Start of DATA RECORDS
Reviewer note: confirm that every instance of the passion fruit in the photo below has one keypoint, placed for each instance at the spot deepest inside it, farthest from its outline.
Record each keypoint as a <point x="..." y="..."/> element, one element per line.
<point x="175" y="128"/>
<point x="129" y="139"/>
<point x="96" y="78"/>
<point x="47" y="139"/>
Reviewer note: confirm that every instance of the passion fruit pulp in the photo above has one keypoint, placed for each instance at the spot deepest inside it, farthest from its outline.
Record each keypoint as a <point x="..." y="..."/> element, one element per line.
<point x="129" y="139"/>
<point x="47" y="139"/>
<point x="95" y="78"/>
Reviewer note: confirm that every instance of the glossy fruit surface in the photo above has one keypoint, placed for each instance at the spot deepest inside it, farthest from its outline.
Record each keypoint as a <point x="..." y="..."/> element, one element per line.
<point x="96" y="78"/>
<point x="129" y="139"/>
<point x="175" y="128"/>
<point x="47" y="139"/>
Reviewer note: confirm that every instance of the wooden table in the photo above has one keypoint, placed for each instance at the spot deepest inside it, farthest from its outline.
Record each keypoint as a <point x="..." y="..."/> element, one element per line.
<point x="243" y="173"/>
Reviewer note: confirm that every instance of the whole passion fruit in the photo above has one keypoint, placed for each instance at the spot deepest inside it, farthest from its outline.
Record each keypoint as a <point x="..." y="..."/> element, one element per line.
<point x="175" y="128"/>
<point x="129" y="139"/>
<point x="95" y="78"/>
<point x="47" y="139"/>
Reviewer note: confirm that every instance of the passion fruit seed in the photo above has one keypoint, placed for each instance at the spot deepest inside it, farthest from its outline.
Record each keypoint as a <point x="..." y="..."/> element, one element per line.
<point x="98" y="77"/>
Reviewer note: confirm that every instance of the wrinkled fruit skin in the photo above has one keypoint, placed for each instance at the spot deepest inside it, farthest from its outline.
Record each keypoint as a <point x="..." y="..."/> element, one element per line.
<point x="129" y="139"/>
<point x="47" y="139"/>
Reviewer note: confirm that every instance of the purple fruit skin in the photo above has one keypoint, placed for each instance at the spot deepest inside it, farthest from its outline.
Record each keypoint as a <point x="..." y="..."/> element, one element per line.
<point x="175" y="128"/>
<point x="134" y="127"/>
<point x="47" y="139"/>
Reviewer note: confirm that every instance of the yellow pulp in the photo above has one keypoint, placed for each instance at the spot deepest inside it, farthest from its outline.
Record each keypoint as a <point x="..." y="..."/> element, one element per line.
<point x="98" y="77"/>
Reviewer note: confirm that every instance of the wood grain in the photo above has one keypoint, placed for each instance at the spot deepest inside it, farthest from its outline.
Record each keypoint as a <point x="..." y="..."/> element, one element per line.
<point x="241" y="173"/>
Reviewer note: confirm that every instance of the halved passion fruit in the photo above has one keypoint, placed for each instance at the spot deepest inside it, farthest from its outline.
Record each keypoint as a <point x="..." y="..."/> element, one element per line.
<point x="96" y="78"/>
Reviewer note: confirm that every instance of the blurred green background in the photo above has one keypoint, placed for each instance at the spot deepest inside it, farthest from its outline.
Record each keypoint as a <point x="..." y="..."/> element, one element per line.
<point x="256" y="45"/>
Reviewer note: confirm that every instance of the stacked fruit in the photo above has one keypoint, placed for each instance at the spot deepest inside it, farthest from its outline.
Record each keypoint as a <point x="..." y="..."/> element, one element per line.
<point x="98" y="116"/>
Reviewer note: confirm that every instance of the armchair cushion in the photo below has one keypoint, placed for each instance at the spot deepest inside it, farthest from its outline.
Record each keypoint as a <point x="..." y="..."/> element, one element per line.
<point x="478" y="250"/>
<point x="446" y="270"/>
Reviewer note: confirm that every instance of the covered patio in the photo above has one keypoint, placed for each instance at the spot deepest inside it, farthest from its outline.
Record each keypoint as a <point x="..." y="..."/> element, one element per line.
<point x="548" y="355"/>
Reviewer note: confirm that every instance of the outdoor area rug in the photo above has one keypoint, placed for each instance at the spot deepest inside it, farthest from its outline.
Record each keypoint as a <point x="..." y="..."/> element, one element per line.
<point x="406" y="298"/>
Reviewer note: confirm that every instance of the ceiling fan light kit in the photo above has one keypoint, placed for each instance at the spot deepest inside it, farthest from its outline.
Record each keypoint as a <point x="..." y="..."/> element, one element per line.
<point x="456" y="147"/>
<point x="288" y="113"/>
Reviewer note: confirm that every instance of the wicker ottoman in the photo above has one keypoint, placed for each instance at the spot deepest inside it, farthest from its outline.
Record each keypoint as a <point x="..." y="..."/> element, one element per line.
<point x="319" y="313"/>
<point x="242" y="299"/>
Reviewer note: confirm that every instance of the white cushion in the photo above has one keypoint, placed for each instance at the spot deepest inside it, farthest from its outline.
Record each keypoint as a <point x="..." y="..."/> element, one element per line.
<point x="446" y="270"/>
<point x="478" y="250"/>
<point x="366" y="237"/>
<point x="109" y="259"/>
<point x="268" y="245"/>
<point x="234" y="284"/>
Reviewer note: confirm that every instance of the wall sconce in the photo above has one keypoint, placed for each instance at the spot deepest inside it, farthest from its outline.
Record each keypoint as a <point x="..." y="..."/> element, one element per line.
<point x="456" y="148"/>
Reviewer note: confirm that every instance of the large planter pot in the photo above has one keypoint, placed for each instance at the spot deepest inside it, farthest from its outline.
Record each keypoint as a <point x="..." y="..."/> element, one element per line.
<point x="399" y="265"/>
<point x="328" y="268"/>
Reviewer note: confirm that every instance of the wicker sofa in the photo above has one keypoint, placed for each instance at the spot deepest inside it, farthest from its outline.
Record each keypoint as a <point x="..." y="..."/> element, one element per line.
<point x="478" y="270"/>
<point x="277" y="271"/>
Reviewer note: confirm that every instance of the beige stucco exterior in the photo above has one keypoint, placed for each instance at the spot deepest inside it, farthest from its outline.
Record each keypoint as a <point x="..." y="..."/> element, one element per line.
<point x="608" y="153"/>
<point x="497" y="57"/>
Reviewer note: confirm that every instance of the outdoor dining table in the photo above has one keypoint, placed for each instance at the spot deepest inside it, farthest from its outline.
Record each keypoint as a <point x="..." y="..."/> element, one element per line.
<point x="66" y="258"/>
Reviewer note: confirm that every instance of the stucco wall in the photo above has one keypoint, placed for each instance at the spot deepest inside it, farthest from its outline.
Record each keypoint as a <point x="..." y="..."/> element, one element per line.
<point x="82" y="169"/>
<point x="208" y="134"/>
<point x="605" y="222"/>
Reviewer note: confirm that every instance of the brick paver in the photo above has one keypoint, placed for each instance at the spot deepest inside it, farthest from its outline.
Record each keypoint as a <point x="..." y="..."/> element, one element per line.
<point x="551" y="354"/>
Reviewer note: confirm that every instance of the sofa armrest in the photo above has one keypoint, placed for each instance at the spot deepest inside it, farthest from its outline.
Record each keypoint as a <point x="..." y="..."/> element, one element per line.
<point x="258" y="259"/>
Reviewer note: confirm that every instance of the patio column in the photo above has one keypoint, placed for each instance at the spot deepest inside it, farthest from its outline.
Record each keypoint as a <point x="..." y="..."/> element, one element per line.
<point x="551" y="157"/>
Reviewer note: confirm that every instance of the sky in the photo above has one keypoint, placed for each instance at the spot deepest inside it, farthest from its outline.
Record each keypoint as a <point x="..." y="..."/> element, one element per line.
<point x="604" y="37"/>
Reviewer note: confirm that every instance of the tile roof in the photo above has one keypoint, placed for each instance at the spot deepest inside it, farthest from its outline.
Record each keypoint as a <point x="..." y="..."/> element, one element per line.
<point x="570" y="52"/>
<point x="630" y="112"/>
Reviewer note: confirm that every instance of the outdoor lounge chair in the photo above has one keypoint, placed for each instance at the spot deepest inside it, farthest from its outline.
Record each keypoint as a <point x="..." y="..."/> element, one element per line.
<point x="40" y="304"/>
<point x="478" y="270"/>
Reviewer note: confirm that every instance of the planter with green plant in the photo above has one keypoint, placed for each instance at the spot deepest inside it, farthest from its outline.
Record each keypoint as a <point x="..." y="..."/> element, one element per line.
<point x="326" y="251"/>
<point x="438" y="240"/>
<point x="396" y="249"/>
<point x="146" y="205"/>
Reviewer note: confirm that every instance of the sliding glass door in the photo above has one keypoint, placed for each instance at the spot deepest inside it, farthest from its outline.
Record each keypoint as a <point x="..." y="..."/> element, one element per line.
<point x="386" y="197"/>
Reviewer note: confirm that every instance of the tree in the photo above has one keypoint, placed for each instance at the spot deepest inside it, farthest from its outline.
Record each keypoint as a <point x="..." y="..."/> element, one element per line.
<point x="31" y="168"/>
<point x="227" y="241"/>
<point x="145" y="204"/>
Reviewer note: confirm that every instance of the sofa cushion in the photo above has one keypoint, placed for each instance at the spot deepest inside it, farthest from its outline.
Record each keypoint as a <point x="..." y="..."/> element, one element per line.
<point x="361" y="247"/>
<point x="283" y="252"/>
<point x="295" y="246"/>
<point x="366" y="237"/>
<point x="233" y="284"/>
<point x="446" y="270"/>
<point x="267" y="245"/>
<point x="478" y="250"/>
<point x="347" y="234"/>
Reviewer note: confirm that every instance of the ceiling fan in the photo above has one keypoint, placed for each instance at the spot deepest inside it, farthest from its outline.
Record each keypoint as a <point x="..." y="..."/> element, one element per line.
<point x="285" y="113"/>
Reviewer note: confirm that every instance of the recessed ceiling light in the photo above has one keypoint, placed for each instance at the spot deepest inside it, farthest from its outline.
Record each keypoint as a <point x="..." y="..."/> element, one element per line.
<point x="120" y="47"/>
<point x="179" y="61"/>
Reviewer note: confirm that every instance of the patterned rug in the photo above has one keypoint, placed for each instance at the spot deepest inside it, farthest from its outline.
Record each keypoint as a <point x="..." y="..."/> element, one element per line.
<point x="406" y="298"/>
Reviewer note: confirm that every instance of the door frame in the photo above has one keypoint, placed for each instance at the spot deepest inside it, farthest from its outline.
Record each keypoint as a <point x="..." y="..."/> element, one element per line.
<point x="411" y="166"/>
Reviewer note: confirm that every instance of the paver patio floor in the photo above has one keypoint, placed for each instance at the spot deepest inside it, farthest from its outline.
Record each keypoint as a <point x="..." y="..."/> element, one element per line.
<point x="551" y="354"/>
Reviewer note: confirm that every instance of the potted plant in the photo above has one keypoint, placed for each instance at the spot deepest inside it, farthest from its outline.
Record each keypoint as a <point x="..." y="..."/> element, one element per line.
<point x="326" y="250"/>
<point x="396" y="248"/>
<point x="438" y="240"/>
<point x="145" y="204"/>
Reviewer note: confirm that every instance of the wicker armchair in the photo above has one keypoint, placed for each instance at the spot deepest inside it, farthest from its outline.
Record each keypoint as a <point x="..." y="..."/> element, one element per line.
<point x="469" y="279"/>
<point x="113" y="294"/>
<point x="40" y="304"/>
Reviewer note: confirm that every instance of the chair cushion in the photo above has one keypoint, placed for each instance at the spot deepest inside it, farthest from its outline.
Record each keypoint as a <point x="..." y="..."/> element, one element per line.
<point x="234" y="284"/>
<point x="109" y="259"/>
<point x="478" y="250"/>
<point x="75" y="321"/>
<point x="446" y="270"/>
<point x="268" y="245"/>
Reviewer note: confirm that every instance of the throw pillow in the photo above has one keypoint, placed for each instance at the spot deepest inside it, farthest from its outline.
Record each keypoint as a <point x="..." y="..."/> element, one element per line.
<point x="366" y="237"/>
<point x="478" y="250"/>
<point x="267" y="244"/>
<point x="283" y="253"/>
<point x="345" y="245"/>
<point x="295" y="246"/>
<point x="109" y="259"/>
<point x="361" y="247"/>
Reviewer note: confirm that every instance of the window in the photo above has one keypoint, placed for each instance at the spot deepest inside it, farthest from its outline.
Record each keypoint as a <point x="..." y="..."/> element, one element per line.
End of DATA RECORDS
- **EXERCISE AIM**
Look through the material and find each line that includes "paver", then copy it.

- **TASK ANSWER**
Reviewer note: confirm that every instance of the brick paver in the photo above has one keypoint, placed for each instance at the spot deepest inside it, farthest from its outline.
Reviewer note: confirm that every instance of the paver patio floor in the photo above has one keypoint, placed for each instance at the spot deepest inside it, farthest from its outline.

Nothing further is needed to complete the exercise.